→ **Data for analysis**:
<<<<

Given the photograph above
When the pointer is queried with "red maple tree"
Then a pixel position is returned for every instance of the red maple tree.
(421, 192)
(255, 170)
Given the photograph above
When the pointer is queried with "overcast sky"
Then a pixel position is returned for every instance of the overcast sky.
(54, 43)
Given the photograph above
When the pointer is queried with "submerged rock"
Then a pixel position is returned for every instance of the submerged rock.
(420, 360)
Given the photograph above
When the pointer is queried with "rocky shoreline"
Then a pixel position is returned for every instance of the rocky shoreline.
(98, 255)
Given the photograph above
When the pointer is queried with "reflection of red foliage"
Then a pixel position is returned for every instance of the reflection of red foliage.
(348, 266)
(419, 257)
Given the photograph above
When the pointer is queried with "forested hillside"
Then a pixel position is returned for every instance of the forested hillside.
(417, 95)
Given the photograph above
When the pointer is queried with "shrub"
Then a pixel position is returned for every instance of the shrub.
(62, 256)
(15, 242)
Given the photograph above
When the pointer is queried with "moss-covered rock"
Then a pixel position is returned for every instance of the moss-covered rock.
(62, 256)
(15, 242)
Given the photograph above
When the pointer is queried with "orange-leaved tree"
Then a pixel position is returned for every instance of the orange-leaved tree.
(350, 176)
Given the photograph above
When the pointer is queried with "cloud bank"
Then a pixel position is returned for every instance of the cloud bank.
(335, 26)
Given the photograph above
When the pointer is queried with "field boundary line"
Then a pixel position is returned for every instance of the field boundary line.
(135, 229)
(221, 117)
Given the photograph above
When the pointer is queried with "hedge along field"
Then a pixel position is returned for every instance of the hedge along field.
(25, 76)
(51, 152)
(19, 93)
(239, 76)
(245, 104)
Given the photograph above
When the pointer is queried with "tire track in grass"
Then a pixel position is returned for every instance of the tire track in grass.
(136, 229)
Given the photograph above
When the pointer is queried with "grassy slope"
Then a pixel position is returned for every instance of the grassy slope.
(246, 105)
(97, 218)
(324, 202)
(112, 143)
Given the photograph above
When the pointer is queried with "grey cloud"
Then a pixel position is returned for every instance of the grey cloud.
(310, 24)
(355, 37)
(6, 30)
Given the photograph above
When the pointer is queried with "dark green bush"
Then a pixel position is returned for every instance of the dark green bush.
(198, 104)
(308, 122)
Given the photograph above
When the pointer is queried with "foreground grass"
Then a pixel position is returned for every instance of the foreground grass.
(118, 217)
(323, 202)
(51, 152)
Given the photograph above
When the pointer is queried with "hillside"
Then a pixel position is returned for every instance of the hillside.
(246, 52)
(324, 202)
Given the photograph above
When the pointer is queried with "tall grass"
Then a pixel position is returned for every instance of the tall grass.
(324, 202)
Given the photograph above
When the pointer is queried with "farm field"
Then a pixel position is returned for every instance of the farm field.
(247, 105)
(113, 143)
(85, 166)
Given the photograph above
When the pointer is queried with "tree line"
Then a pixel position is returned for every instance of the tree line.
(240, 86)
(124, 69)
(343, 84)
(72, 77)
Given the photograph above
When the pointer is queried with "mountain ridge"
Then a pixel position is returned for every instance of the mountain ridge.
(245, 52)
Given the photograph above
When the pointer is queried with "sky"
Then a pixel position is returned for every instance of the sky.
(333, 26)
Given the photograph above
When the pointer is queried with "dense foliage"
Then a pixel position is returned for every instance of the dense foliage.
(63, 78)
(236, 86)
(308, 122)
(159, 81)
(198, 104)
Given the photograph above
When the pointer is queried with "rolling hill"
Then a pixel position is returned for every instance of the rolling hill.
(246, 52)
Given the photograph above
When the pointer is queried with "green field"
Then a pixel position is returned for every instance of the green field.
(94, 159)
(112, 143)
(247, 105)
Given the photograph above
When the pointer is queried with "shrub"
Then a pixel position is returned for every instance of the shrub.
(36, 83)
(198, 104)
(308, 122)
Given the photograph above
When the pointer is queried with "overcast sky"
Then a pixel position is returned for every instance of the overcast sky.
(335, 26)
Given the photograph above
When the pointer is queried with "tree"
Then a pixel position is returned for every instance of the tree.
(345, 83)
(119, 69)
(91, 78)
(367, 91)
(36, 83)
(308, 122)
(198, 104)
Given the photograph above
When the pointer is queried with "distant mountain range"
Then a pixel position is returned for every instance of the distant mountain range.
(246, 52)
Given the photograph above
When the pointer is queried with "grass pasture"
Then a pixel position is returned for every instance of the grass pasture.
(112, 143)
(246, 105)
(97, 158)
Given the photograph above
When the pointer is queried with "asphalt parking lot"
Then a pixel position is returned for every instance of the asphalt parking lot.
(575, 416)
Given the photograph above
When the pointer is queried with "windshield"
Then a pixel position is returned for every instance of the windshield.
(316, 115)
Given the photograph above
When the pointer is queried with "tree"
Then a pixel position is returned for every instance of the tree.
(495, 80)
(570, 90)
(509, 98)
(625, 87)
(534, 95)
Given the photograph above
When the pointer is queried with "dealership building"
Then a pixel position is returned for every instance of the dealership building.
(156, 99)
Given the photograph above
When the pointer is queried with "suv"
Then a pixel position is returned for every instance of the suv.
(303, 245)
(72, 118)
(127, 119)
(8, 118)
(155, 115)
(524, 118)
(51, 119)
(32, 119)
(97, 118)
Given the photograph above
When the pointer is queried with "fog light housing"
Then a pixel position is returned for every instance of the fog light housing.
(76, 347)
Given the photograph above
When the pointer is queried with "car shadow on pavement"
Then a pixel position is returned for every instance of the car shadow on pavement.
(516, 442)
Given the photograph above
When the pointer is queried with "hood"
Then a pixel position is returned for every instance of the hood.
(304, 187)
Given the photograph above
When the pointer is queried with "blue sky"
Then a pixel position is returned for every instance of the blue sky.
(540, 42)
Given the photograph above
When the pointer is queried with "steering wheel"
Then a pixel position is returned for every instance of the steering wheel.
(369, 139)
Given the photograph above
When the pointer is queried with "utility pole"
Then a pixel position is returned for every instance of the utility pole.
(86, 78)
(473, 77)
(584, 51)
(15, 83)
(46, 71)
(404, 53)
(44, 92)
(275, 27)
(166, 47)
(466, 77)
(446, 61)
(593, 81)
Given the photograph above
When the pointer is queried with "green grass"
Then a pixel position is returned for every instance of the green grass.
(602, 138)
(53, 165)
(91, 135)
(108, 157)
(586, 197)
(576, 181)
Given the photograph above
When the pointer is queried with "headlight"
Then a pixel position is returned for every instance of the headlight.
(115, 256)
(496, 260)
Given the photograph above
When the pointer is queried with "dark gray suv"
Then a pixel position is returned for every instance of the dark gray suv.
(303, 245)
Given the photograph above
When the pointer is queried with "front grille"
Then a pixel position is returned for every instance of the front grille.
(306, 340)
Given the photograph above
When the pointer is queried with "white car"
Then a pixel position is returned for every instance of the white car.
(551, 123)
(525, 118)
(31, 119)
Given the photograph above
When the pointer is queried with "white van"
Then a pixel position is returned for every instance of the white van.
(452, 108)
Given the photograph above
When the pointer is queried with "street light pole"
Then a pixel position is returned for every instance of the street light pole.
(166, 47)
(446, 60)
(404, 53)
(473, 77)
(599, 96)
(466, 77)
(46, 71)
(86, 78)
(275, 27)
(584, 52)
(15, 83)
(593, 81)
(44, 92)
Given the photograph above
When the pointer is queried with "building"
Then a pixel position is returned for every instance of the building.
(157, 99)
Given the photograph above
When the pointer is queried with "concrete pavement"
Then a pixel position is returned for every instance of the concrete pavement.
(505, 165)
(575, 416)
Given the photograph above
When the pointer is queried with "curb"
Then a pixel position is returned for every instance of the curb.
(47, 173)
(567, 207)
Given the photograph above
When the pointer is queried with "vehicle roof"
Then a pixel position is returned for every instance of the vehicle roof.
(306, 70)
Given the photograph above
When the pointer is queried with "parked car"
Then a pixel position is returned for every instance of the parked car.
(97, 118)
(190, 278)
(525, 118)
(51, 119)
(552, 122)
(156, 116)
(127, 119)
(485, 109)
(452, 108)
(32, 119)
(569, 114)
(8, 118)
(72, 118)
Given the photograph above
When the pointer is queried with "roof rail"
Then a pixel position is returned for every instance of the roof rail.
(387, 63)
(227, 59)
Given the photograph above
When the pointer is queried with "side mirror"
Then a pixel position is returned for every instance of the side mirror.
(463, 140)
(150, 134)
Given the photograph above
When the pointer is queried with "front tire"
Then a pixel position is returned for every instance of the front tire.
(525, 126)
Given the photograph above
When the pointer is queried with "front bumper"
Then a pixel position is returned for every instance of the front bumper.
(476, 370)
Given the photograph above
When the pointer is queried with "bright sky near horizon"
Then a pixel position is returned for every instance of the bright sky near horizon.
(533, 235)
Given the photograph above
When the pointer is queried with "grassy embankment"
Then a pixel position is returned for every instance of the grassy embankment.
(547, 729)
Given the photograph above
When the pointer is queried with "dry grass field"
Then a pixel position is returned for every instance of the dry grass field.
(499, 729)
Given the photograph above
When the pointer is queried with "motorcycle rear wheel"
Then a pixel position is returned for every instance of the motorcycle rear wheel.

>>>>

→ **What the task asks**:
Among the entries, how many lines contain the word "rear"? Give the number alone.

→ **Solution to this exercise**:
2